ATHENS, Ga. – Down 5-4 and 6-5 in the third set of the NCAA Singles Championship semifinals, California’s Lynn Chi rallied both times to break Georgia State’s Abigail Tere-Apisah and tie the match on Sunday at the Dan Magill Tennis Complex. Ultimately playing in her first third-set tiebreaker of the postseason, the 24th-ranked Golden Bear prevailed, 7-2, to knock off the 22nd-ranked Panther, 6-4, 3-6, 7-6(2) and reach Monday’s national final.
“It feels great to be in the final,” Chi said. “It was not something I was expecting, but it feels nice. It was a really good match, and she played really well too. We just kept exchanging blows.”
The Cal sophomore (38-10 record) brings a five-match winning streak into the championship, in which she will play Virginia’s 32nd-ranked sophomore Danielle Collins (35-10). Monday's 9 a.m. PT/noon ET final will mark only the second time this tournament that Chi is ranked higher than her opponent; she defeated Clemson’s 33rd-ranked Romy Kølzer in the round of 32. Collins beat Duke’s 27th-ranked Ester Goldfeld in straight sets in Sunday’s other semifinal. She has won seven consecutive matches, including an NCAA singles round of 32 win over Cal senior Anett Schutting, 6-3, 6-3.

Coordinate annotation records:
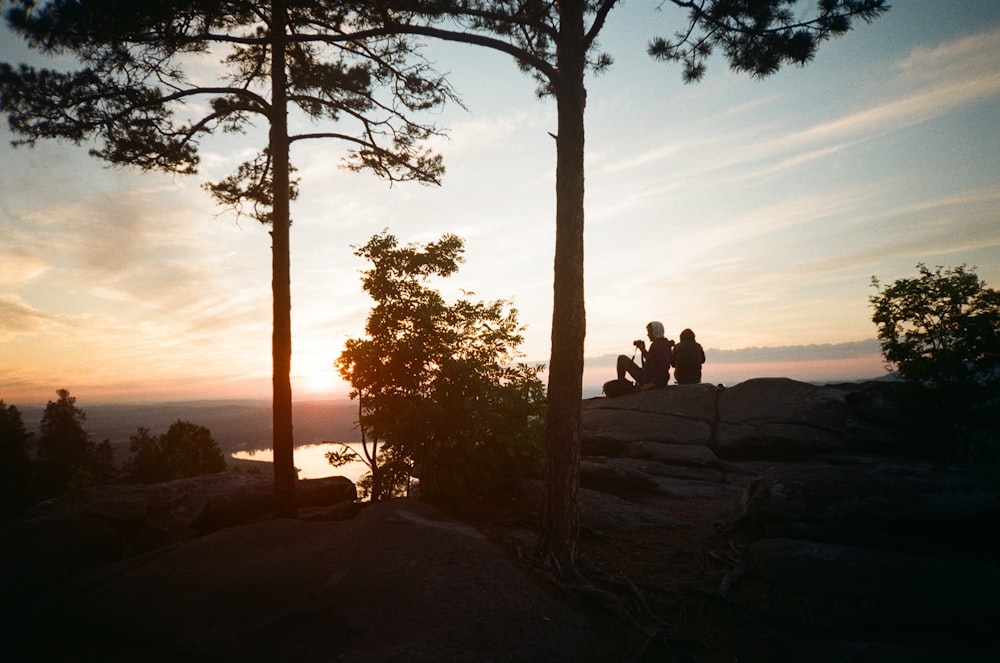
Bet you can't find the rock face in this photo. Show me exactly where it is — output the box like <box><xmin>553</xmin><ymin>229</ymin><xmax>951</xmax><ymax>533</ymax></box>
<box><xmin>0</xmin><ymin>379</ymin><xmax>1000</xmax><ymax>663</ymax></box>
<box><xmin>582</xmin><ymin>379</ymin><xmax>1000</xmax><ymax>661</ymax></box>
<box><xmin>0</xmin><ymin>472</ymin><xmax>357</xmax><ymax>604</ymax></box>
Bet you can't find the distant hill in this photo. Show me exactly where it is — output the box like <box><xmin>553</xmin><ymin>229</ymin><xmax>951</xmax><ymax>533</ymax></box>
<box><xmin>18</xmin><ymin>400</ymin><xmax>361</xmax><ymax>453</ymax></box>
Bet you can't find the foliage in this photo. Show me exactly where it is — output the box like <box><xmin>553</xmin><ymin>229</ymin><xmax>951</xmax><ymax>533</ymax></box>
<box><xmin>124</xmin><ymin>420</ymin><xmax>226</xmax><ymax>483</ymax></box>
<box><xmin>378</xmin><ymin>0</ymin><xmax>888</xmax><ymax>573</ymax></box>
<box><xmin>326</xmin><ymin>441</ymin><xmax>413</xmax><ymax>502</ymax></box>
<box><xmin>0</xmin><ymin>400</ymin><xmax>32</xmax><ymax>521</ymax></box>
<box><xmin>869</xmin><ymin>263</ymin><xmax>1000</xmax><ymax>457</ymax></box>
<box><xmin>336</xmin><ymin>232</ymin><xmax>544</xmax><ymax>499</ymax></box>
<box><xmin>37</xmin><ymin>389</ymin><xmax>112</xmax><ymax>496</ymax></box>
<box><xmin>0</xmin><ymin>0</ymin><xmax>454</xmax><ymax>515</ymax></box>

-- Problem details --
Continue the article above about Lynn Chi's NCAA singles semifinal win from its last sentence.

-- Exercise output --
Chi is the first Bear to play in the singles final since 2011, when Jana Juricova became Cal’s second NCAA singles champion. Former Cal star Suzi Babos won the title in 2006. Chi is the last Pac-12 women’s player competing at the NCAA championships.
“It’s a huge honor to make a national championship final,” Cal head coach Amanda Augustus said. “It’s just speaks volumes about our program and how hard the girls work. We’ve talked all year about the depth of our program. Seeing Lynn take advantage of this opportunity and peak at the right time is very exciting. We’re very excited to have Cal represented in the final.”
In her first set against Tere-Apisah, Chi forged ahead 4-0 before the Panther won a game. The second-year Bear won the set, 6-4. Chi led 2-1 in the second set, but her Georgia State opponent won the set, 6-3, to force a third. As in the first, Chi rolled out to an early lead in the third set at 3-0. The GSU player tied the set, 3-3, and the tightly contested match went back and forth until Chi triumphed in the tiebreaker.
Sunday’s match marked Tere-Apisah’s second of the tournament against a Golden Bear, as the Georgia State senior knocked off Cal junior Zsofi Susanyi in the round of 32, 7-6(3), 6-1.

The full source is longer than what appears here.